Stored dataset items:
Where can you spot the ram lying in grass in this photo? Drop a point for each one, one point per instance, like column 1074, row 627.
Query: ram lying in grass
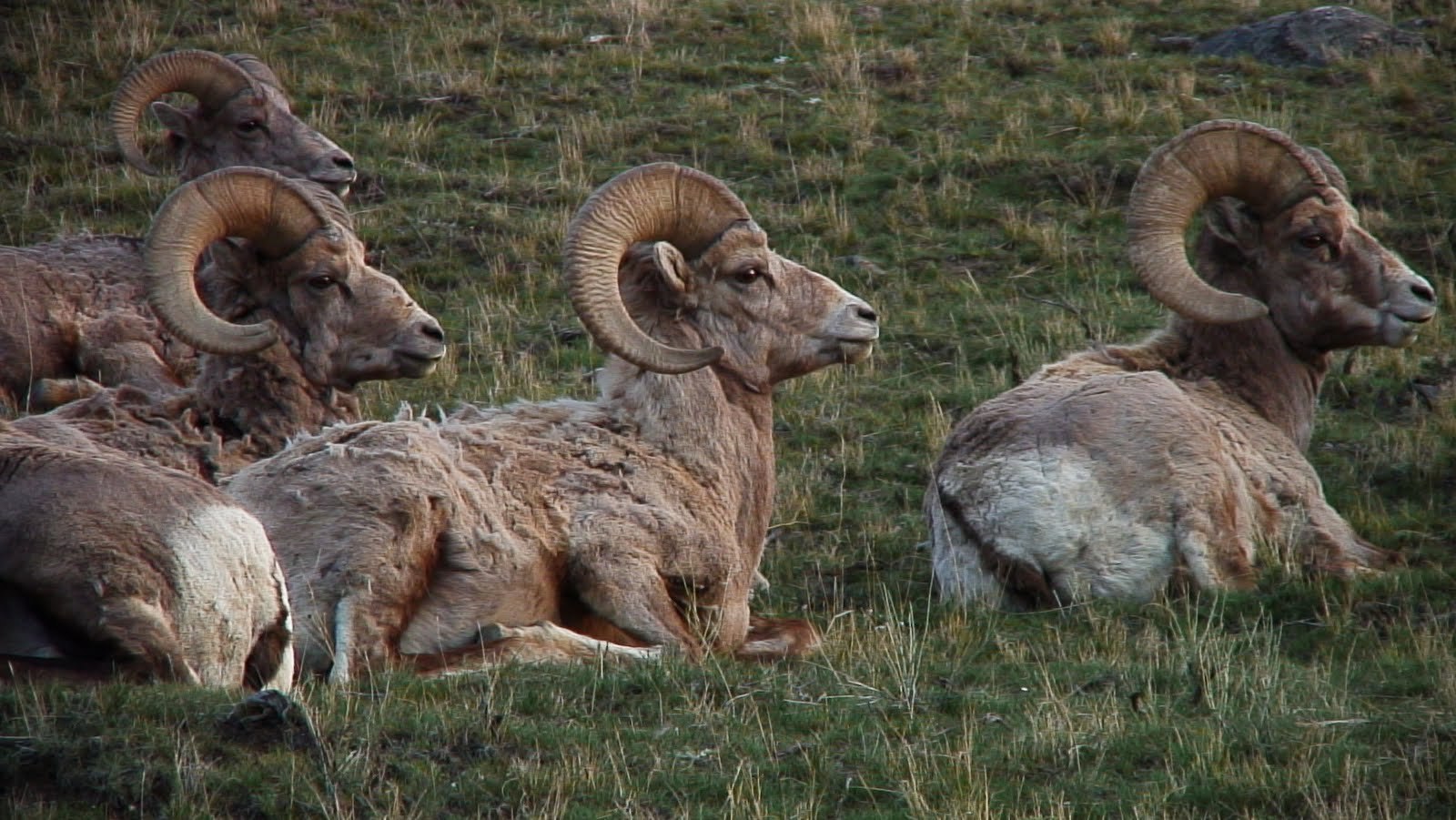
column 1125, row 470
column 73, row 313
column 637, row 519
---
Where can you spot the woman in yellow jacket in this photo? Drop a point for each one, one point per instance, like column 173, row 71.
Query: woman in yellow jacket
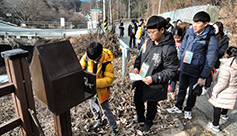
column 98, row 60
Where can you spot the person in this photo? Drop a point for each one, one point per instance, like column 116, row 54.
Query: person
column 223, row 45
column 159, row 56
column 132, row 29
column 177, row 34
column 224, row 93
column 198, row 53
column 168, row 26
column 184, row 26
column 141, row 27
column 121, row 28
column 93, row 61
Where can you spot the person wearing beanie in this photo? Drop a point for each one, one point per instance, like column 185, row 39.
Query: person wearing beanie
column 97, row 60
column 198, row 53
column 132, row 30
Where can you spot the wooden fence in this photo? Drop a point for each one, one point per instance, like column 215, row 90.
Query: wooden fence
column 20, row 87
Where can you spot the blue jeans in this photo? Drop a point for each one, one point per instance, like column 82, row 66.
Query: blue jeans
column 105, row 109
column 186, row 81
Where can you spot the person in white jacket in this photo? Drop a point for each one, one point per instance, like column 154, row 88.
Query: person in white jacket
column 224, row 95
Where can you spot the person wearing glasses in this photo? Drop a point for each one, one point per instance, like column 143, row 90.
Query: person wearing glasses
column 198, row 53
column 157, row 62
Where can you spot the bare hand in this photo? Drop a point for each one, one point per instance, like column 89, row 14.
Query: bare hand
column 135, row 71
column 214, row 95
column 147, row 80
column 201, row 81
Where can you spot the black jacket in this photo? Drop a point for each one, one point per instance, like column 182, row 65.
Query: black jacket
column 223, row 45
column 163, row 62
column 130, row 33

TASK DETAILS
Take each line above that holds the string "Where" and copy it.

RESPONSE TO THIS TASK
Where can you spot the ram lying in grass in this photo? Drop a point for each one, one point per instance, like column 1074, row 627.
Where can you spot the woman in yellow jacket in this photo? Drop a point for each one, one point per instance, like column 173, row 71.
Where can you spot the person in this photo? Drop a point for each one, one point per instance, like column 116, row 54.
Where can you spot the person wearing beanie in this photo? Drop a point for each one, one point per instance, like column 185, row 39.
Where can you spot the wooden fence in this photo? Drop a point for each one, one point per instance, like column 215, row 90.
Where can you spot the blue jeans in this photo? Drop a point for each one, one point per instance, like column 82, row 66.
Where can you spot the person in white jacket in this photo? Drop a point for each one, one point per instance, like column 154, row 88.
Where can you spot the person wearing glasses in this photo? Drop a point for each one, one point per instance, like column 143, row 90.
Where can you spot the bare hand in this photo? Drop a point for each one, one point per instance, like column 89, row 14.
Where can you spot the black jacket in this photo? Drop a point for each one, one point per instance, like column 182, row 65.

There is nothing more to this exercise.